• Textauszug:
..........

Welchen Einfluss hat der Staat nun?

Der Bund ist nun mit 25 Prozent plus einer Aktie an der Commerzbank beteiligt und damit der größte Einzelaktionär. Er hat damit ein Vetorecht bei allen wichtigen Entscheidungen. Zudem sollen zwei Staatssekretäre in den Aufsichtsrat entsandt werden.

Welchen Einfluss wird der Staat auf das Bankgeschäft nehmen?

Der Bund will sich nicht in das Geschäft einmischen. „Es wäre völlig fatal und dumm, wenn eine Regierung in solcher Situation versuchen würde, auf das operative Geschäft Einfluss zu nehmen“, erklärte ein Sprecher des Finanzministeriums. Das sagt der Staat. Die privaten Investoren sehen das aber anders. Sie fürchten sehr wohl den Einfluss des Staates und auch innerhalb der Commerzbank heißt es, dass der Staat die Bank künftig auch als industriepolitisches Instrument nutzen werde.

Was kostet die Teilverstaatlichung?

Die staatlichen Hilfen werden um zehn Milliarden Euro auf dann insgesamt 18,2 Milliarden Euro aufgestockt. Sie liegen damit über der Höchstgrenze von zehn Milliarden Euro, die im Finanzmarktstabilisierungsgesetz eigentlich vorgesehen ist.

..........

• Eingabedaten:

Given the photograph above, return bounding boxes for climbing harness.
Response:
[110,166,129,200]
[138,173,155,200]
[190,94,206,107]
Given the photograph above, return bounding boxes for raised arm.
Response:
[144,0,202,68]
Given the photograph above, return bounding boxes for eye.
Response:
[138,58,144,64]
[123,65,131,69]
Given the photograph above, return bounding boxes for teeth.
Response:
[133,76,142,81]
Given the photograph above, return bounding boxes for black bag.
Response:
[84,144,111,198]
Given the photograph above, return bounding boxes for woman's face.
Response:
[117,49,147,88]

..........

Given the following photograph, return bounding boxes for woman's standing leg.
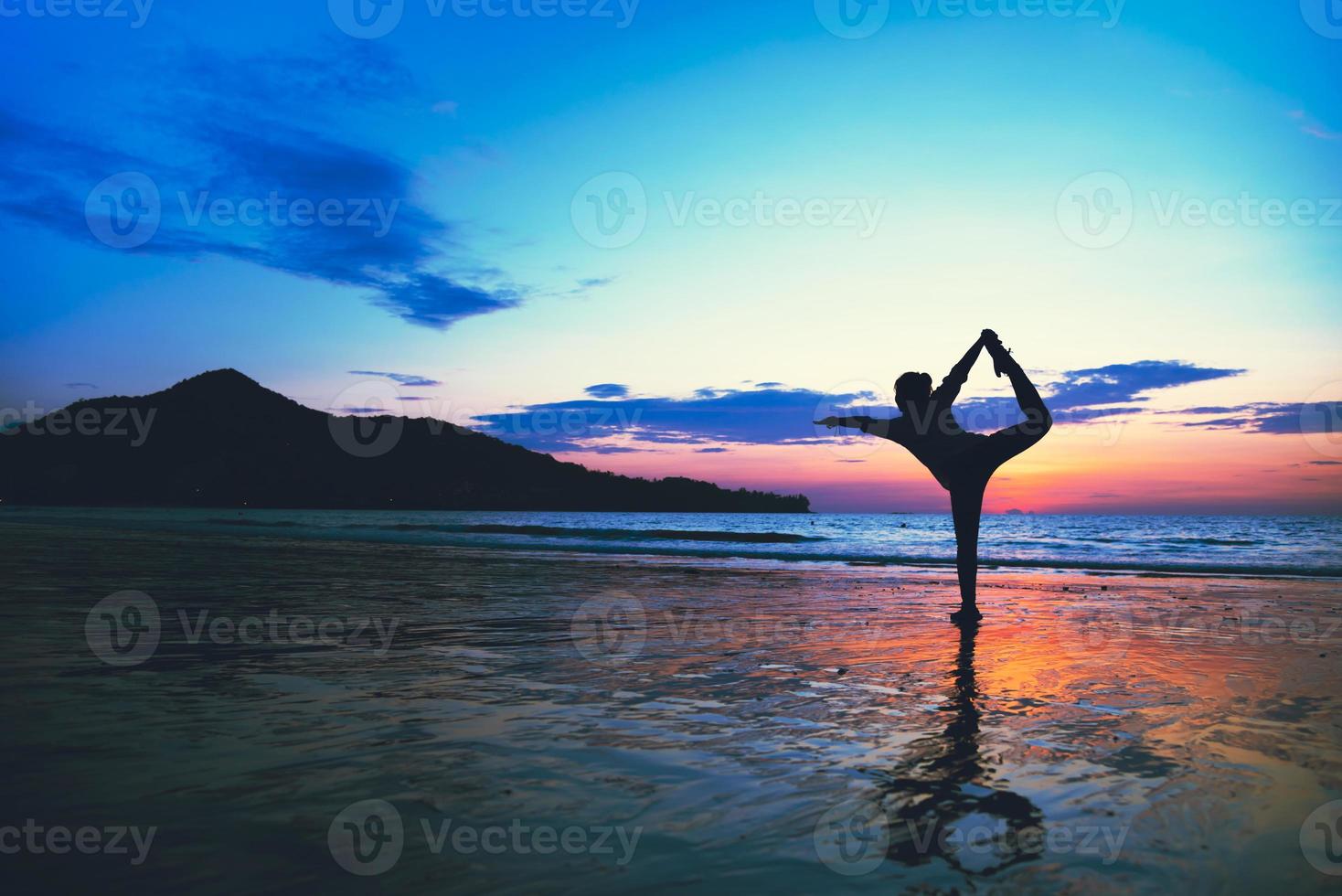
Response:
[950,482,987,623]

..........

• Aufgabe 1:
Aktualisiere in den Datenzeilen den Abschnitt von der Zeile mit „Given the photograph above, return bounding boxes for raised“ bis einschließlich der Zeile mit „[84,144,111,198]“, indem du „black bag“ durch „dark bag“ ersetzt und alles andere unverändert lässt. Gib nur diesen Abschnitt aus.
• Aufgabe 2:
Schreibe den Text über die Teilverstaatlichung der Commerzbank im Anschluss an seinen letzten Satz weiter.

• Antwort 1:
Given the photograph above, return bounding boxes for raised arm.
Response:
[144,0,202,68]
Given the photograph above, return bounding boxes for eye.
Response:
[138,58,144,64]
[123,65,131,69]
Given the photograph above, return bounding boxes for teeth.
Response:
[133,76,142,81]
Given the photograph above, return bounding boxes for dark bag.
Response:
[84,144,111,198]

• Antwort 2:
Dabei erhält die Commerzbank vom Sonderfonds Finanzmarktstabilisierung (Soffin) eine stille Einlage in Höhe von 8,2 Milliarden Euro. Außerdem kauft der Soffin 295 Millionen neue Stammaktien im Gesamtwert von 1,8 Milliarden Euro.

Was ändert sich für die Commerzbank?

Mit dem Schritt wird vor allem die Übernahme der Dresdner Bank gesichert. Massive Abschreibungen im vierten Quartal hatten die neue Hilfe erzwungen. Doch Bankchef Martin Blessing bürdet seinem Institut Jahrzehnte währende Lasten auf. Für die stillen Einlagen des Staates muss die Commerzbank neun Prozent Zinsen zahlen.

Kritik und Skepsis bei Investoren

Was bedeutet das für Anleger?

Der staatliche Einstieg geht zulasten der privaten Aktionäre, die in den kommenden Jahren nicht mit Dividenden rechnen dürfen. „Altaktionäre leiden unter einer unschönen Verwässerung ihres Anteils“, kritisiert Manfred Piontke, Mitgründer der Fondsgesellschaft Frankfurt Performance Management.

Das werde die Commerzbank für ein Jahrzehnt belasten, warnt UBS-Aktienanalyst Philipp Zieschang. Commerzbank-Chef Blessing habe  sich mit der Dresdner Bank übernommen, wettern andere Branchenexperten.

Was ändert sich für den Kunden?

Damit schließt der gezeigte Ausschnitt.